● YOUR INSTRUCTIONS
The expected output is every line from the one containing "If you could put a point on the white sink" to the end of the data below, exactly, and no other line.

[Records from a data collection]
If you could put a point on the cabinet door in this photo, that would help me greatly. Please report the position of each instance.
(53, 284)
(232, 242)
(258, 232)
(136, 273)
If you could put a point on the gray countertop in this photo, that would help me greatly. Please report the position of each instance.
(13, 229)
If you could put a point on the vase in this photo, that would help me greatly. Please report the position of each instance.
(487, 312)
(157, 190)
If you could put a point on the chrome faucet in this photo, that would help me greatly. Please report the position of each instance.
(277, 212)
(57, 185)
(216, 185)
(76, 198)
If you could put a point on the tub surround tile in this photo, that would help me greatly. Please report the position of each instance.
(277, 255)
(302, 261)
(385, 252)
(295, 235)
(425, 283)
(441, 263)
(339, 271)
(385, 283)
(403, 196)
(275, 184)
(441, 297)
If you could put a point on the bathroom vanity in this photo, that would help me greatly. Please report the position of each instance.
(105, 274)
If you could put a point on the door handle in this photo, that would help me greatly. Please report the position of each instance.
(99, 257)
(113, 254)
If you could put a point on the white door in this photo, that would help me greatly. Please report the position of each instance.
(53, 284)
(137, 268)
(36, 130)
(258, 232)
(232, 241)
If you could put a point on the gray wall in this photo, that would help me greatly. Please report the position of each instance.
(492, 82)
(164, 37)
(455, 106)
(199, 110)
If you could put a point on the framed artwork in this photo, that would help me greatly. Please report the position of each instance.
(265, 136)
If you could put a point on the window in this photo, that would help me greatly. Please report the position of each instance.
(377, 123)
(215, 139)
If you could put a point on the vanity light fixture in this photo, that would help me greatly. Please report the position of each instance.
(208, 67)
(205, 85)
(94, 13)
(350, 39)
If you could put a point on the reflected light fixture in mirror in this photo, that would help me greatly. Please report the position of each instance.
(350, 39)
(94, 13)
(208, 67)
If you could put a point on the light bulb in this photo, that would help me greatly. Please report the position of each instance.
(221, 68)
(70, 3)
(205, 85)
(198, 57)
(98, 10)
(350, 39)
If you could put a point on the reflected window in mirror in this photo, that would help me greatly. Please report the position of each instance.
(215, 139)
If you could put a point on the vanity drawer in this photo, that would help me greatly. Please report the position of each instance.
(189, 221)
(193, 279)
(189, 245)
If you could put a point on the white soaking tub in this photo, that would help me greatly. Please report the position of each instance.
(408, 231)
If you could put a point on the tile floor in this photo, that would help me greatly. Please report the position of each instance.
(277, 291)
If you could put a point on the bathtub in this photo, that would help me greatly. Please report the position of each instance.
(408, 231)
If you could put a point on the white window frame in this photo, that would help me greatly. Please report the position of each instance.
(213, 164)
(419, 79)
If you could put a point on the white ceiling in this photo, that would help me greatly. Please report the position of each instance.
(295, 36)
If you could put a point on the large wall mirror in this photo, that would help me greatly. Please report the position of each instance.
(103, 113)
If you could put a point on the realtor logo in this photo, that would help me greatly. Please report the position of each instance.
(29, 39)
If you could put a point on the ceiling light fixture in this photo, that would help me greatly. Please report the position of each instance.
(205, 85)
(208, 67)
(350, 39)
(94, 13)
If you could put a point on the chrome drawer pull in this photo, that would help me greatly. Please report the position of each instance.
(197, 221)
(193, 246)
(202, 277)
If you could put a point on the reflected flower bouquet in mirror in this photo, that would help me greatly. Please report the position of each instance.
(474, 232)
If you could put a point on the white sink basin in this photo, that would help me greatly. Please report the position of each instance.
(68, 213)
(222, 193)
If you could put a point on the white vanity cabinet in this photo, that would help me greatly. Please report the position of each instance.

● SOLUTION FOR THIS TASK
If you could put a point on the white sink basin in this photo, that would help me greatly. Please report the position of each instance.
(68, 213)
(222, 193)
If you could put a point on the white vanity cabinet in this photo, that would help me greatly. Please report the position of each instance.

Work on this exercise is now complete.